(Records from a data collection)
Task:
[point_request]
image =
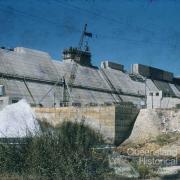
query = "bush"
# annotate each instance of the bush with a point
(65, 152)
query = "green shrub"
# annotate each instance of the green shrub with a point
(65, 152)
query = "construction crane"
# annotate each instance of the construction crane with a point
(67, 85)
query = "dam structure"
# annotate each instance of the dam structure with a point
(36, 77)
(107, 98)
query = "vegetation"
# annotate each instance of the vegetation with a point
(167, 138)
(62, 153)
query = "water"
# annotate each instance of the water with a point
(18, 120)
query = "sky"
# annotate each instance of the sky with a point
(124, 31)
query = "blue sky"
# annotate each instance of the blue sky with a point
(124, 31)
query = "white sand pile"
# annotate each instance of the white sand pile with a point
(18, 120)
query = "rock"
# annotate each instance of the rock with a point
(167, 171)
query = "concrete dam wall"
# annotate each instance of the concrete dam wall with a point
(114, 123)
(30, 74)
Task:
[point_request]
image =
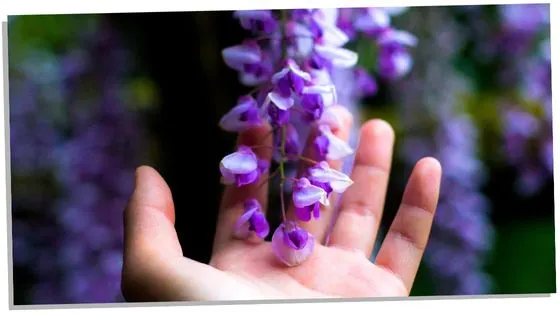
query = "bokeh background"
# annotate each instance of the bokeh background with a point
(94, 96)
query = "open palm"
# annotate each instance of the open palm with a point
(155, 269)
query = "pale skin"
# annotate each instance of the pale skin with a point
(156, 270)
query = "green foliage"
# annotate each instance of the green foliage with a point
(524, 258)
(28, 33)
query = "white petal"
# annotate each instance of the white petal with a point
(375, 18)
(333, 36)
(401, 37)
(309, 196)
(328, 16)
(243, 163)
(304, 39)
(330, 118)
(297, 71)
(395, 10)
(338, 181)
(280, 74)
(321, 77)
(338, 148)
(340, 57)
(239, 54)
(249, 79)
(403, 63)
(280, 101)
(327, 92)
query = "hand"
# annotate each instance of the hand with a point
(155, 269)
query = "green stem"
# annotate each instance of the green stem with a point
(281, 168)
(284, 19)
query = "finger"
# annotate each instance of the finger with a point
(154, 268)
(233, 197)
(404, 244)
(361, 207)
(150, 240)
(318, 226)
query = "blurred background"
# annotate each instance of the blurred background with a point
(94, 96)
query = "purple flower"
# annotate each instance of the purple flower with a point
(242, 167)
(292, 145)
(258, 21)
(394, 59)
(243, 116)
(338, 57)
(252, 220)
(277, 107)
(244, 55)
(291, 244)
(308, 199)
(315, 98)
(329, 179)
(372, 21)
(290, 79)
(330, 146)
(365, 83)
(254, 66)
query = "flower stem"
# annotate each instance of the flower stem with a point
(281, 169)
(308, 160)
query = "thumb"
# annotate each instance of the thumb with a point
(150, 216)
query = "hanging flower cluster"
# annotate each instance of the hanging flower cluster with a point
(289, 60)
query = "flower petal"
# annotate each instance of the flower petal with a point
(337, 148)
(306, 194)
(238, 55)
(330, 118)
(393, 36)
(283, 103)
(241, 117)
(243, 161)
(285, 252)
(339, 57)
(338, 181)
(327, 92)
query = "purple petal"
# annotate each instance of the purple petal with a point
(337, 148)
(283, 103)
(291, 244)
(290, 78)
(243, 116)
(246, 179)
(241, 228)
(239, 55)
(394, 64)
(339, 57)
(257, 20)
(336, 180)
(252, 220)
(396, 37)
(304, 213)
(292, 143)
(372, 21)
(330, 118)
(365, 83)
(321, 145)
(327, 93)
(306, 194)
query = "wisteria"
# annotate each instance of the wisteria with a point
(527, 124)
(78, 244)
(290, 60)
(436, 124)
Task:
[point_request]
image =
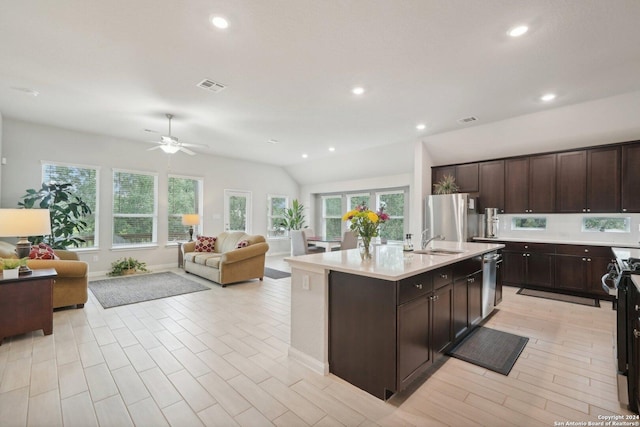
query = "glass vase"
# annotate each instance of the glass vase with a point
(365, 248)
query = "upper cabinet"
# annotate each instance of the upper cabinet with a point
(530, 184)
(589, 181)
(631, 177)
(491, 185)
(466, 176)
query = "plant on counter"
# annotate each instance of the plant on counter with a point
(127, 266)
(366, 224)
(447, 185)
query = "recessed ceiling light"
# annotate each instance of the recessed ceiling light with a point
(548, 97)
(220, 22)
(518, 31)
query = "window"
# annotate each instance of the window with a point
(529, 223)
(332, 216)
(85, 181)
(184, 197)
(276, 205)
(607, 225)
(393, 204)
(135, 208)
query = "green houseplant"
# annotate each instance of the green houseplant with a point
(294, 216)
(66, 209)
(126, 266)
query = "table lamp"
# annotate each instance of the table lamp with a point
(190, 220)
(22, 223)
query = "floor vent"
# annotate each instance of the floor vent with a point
(211, 85)
(466, 120)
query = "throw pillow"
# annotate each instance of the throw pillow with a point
(242, 244)
(205, 243)
(42, 251)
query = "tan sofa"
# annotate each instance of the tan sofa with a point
(70, 287)
(228, 264)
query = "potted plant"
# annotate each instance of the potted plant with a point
(11, 266)
(66, 209)
(126, 266)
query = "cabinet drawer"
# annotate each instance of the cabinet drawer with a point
(529, 247)
(413, 287)
(442, 277)
(580, 250)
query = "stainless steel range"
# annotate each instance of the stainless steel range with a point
(618, 282)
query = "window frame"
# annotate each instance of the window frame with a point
(153, 216)
(95, 211)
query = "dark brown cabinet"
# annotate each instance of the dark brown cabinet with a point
(491, 185)
(631, 177)
(528, 264)
(466, 176)
(589, 181)
(530, 184)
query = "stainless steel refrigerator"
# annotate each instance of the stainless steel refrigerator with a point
(453, 216)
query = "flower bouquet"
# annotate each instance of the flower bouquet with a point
(366, 224)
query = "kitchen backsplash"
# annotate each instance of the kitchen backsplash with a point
(568, 227)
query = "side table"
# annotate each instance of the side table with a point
(26, 303)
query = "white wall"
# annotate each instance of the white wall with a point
(26, 145)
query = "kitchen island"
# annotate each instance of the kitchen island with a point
(379, 323)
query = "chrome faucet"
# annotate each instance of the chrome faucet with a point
(426, 241)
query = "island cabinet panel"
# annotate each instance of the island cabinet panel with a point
(362, 331)
(630, 177)
(491, 185)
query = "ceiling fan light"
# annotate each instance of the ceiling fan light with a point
(170, 149)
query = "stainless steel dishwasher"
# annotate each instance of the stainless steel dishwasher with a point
(489, 262)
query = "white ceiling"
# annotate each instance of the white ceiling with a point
(116, 67)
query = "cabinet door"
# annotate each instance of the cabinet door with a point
(513, 268)
(603, 180)
(572, 182)
(542, 183)
(474, 301)
(516, 191)
(492, 185)
(571, 273)
(460, 315)
(630, 177)
(413, 336)
(440, 172)
(442, 331)
(540, 269)
(467, 178)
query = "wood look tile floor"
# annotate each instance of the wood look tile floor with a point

Challenge: Write out the listing above exactly as it stands, pictures excluded.

Exercise output:
Task:
[point_request]
image =
query = "bush"
# annotate each instance of the bush with a point
(65, 152)
query = "green shrub"
# annotate each instance of the green shrub with a point
(65, 152)
query = "construction crane"
# annotate each instance of the construction crane with a point
(67, 85)
query = "dam structure"
# annotate each instance of the dam structure with a point
(36, 77)
(107, 98)
query = "vegetation"
# annotate each instance of the vegetation with a point
(167, 138)
(62, 153)
query = "water"
# annotate each instance of the water with a point
(18, 120)
query = "sky"
# annotate each instance of the sky with a point
(124, 31)
query = "blue sky"
# annotate each instance of the blue sky with a point
(124, 31)
query = "white sand pile"
# annotate each instance of the white sand pile with a point
(18, 120)
query = "rock"
# annotate each instance of the rock with a point
(167, 171)
query = "concrete dam wall"
# annotate each instance of the concrete dam wall with a point
(114, 123)
(30, 74)
Task:
[point_request]
image =
query = "bokeh background"
# annotate each instance of the bokeh background with a point
(94, 96)
query = "open palm"
# annotate each instance of the open palm with a point
(155, 269)
query = "pale skin"
# annotate each instance of the pale skin with a point
(156, 270)
query = "green foliage"
# annotate each instance of the green foliage with a point
(524, 258)
(28, 33)
query = "white petal"
# annotate each instance of the white petal with a point
(375, 18)
(333, 36)
(401, 37)
(309, 196)
(328, 16)
(243, 163)
(304, 39)
(330, 118)
(297, 71)
(395, 10)
(338, 181)
(280, 74)
(321, 77)
(338, 148)
(340, 57)
(239, 54)
(249, 79)
(403, 63)
(280, 101)
(327, 92)
query = "hand"
# annotate each instance of the hand with a point
(155, 269)
query = "green stem"
# annotate each instance of the green stem with a point
(281, 168)
(284, 19)
query = "finger"
# annotate each instance of the finger with a point
(154, 268)
(233, 197)
(404, 244)
(361, 207)
(150, 240)
(318, 226)
query = "blurred background"
# annotate each instance of the blurred background with a point
(94, 96)
query = "purple flower"
# annotate each instance of the purple flower with a point
(242, 167)
(292, 145)
(258, 21)
(394, 59)
(243, 116)
(338, 57)
(252, 220)
(277, 107)
(244, 55)
(291, 244)
(308, 199)
(315, 98)
(329, 179)
(372, 21)
(290, 79)
(330, 146)
(365, 83)
(254, 66)
query = "flower stem"
# annotate each instance of the flower stem with a point
(281, 169)
(308, 160)
query = "thumb"
# annotate each instance of the thumb with a point
(150, 216)
query = "hanging flower cluster"
# annotate each instance of the hanging flower cluster with a point
(289, 60)
query = "flower petal"
# annotate each instance of the flower petal with a point
(337, 148)
(306, 194)
(238, 55)
(330, 118)
(393, 36)
(283, 103)
(241, 117)
(243, 161)
(285, 252)
(339, 57)
(338, 181)
(327, 92)
query = "purple petal"
# annotate each instance of the purple petal with a point
(337, 148)
(283, 103)
(291, 244)
(290, 78)
(243, 116)
(246, 179)
(241, 228)
(239, 55)
(394, 64)
(339, 57)
(257, 20)
(336, 180)
(252, 220)
(396, 37)
(304, 213)
(292, 143)
(372, 21)
(330, 118)
(365, 83)
(321, 145)
(327, 93)
(306, 194)
query = "wisteria"
# annotate each instance of the wisteria with a point
(527, 124)
(78, 244)
(290, 60)
(436, 124)
Task:
[point_request]
image =
query = "glass vase"
# annotate each instance of the glass vase with a point
(365, 248)
query = "upper cabinet"
# annotate each instance of the upper cabinet with a point
(530, 184)
(589, 181)
(631, 177)
(491, 185)
(466, 176)
query = "plant on counter"
# annotate each instance of the plant on counter with a point
(127, 266)
(366, 224)
(447, 185)
query = "recessed ceiling light"
# annotate each instance of the recessed ceiling light with a point
(548, 97)
(220, 22)
(518, 31)
query = "window"
# annotate each instance of the window with a point
(529, 223)
(332, 216)
(85, 181)
(184, 197)
(276, 205)
(607, 225)
(393, 204)
(135, 208)
query = "green houseplant"
# annotate each instance of the green houseplant with a point
(294, 216)
(66, 209)
(126, 266)
query = "table lamp"
# annotate each instance of the table lamp with a point
(190, 220)
(22, 223)
query = "floor vent"
# annotate each instance of the floor vent with a point
(211, 85)
(466, 120)
query = "throw pillow"
# annotate each instance of the throw pillow with a point
(242, 244)
(205, 243)
(42, 251)
query = "tan sofa"
# annotate each instance of the tan sofa with a point
(70, 287)
(228, 264)
query = "potted plant"
# annotate each instance of the potted plant with a point
(11, 266)
(66, 209)
(126, 266)
query = "cabinet drawer"
# annotate each instance of the cabinet drawer with a point
(529, 247)
(413, 287)
(442, 277)
(580, 250)
query = "stainless steel range"
# annotate each instance of the stainless steel range with a point
(618, 282)
query = "window frame"
# annotate each instance of the window frame with a point
(153, 216)
(95, 211)
query = "dark brown cabinet"
# annotate each instance of the dark brown cabinet with a point
(491, 185)
(631, 177)
(528, 264)
(466, 176)
(589, 181)
(530, 184)
query = "stainless steel refrigerator"
# annotate each instance of the stainless steel refrigerator with a point
(453, 216)
query = "flower bouquet"
# annotate each instance of the flower bouquet with a point
(366, 224)
query = "kitchen backsplash"
# annotate each instance of the kitchen backsplash with a point
(568, 227)
query = "side table"
# annotate each instance of the side table with a point
(26, 303)
query = "white wall"
# annotate each instance of the white wall with a point
(26, 145)
query = "kitchen island"
# annotate each instance of the kitchen island with a point
(379, 323)
query = "chrome faucet"
# annotate each instance of the chrome faucet with a point
(426, 241)
query = "island cabinet panel"
# annotate each instance of the island cabinet panel with a point
(362, 331)
(630, 177)
(491, 185)
query = "ceiling fan light"
# annotate each instance of the ceiling fan light with a point
(170, 149)
query = "stainless steel dishwasher"
# annotate each instance of the stainless steel dishwasher with a point
(489, 262)
query = "white ceiling"
# annotate each instance of the white ceiling with a point
(116, 67)
query = "cabinet door"
# annotate each instance of the cabinet door with a point
(513, 268)
(603, 180)
(572, 182)
(542, 183)
(474, 301)
(516, 191)
(492, 185)
(571, 273)
(460, 315)
(630, 177)
(413, 336)
(440, 172)
(442, 331)
(540, 269)
(467, 178)
query = "wood look tile floor"
# annotate each instance of the wood look tile floor with a point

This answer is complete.